_WHAT YOU ARE ASKED TO DO_
Write these lines out again, substituting "metal cross" for "gold cross" and leaving everything else the same.

_ENTRIES SUPPLIED_
....

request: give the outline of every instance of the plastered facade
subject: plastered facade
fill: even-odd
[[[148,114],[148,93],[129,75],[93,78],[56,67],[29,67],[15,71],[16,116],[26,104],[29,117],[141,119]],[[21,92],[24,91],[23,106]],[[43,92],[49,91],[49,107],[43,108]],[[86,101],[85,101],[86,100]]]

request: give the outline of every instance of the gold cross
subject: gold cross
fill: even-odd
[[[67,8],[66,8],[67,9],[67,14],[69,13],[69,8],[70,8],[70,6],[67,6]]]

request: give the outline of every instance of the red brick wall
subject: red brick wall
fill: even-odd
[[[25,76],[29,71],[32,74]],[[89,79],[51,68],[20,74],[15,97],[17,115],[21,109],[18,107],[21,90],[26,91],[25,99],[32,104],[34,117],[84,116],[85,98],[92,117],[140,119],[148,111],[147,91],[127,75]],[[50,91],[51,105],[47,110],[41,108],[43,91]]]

....

_THE RESULT_
request: give the outline of every instance of the plastered facade
subject: plastered facade
fill: even-odd
[[[148,114],[148,93],[129,75],[93,78],[56,67],[29,67],[15,71],[16,116],[26,104],[29,117],[141,119]],[[21,92],[24,91],[23,106]],[[43,92],[49,91],[49,107],[43,108]],[[86,101],[85,101],[86,100]]]

request: give the outline of every instance of the metal cross
subject: metal cross
fill: even-odd
[[[67,8],[66,8],[67,9],[67,14],[69,13],[69,8],[70,8],[70,6],[67,6]]]

request: give the outline of every instance of the red brick wall
subject: red brick wall
fill: even-odd
[[[25,76],[29,71],[32,74]],[[89,79],[51,68],[20,74],[15,97],[17,115],[21,109],[18,107],[21,90],[26,91],[25,99],[32,104],[34,117],[84,116],[85,98],[92,117],[140,119],[148,111],[147,91],[127,75]],[[50,91],[51,105],[47,110],[41,108],[43,91]]]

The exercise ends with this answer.